● EXTRACT PROVIDED
---------------
Holes in the fiber theory

Since the 1970s, it has been accepted that diverticular disease is related to low fiber intake and the Western diet.  Problem is that this might not be right (Gastroenterology 2012; 142: 205-10).  In this observational cross-sectional study (n=2104), low dietary fiber was not associated with diverticulosis; just the opposite.  High fiber intake, after adjusting for other factors, had an adjusted prevalence ratio of 1.3.  Due to the nature of the study, there may be potential bias that would not be present with a prospective study, especially with regard to dietary recall.  An editorial in the same issue (pg 205-07) lists three other studies; two of these also could not demonstrate a protective effect of fiber.  In addition to these findings, this study did not find an association between fat, red meat, physical activity and diverticulosis.
---------------
● RAW DATA

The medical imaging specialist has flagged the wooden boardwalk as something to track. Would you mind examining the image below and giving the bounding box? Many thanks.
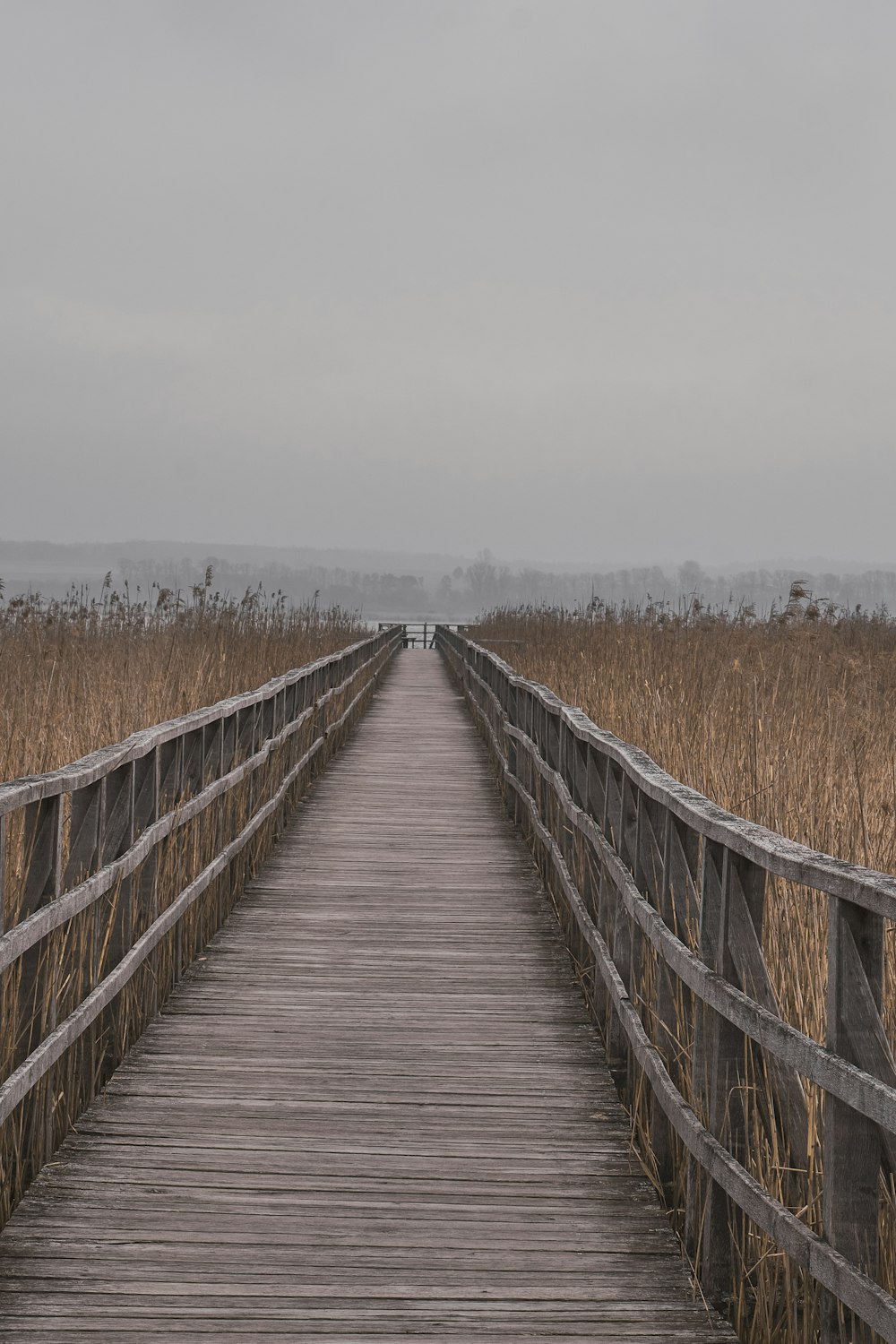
[0,650,734,1344]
---------------
● EXERCISE DETAILS
Return the part of the passage on fiber and diverticular disease that begins at the words "Holes in the" and stops after "activity and diverticulosis.", copying it unchanged. The material comes from a source unrelated to the passage on fiber and diverticular disease.

● ANSWER SPACE
Holes in the fiber theory

Since the 1970s, it has been accepted that diverticular disease is related to low fiber intake and the Western diet.  Problem is that this might not be right (Gastroenterology 2012; 142: 205-10).  In this observational cross-sectional study (n=2104), low dietary fiber was not associated with diverticulosis; just the opposite.  High fiber intake, after adjusting for other factors, had an adjusted prevalence ratio of 1.3.  Due to the nature of the study, there may be potential bias that would not be present with a prospective study, especially with regard to dietary recall.  An editorial in the same issue (pg 205-07) lists three other studies; two of these also could not demonstrate a protective effect of fiber.  In addition to these findings, this study did not find an association between fat, red meat, physical activity and diverticulosis.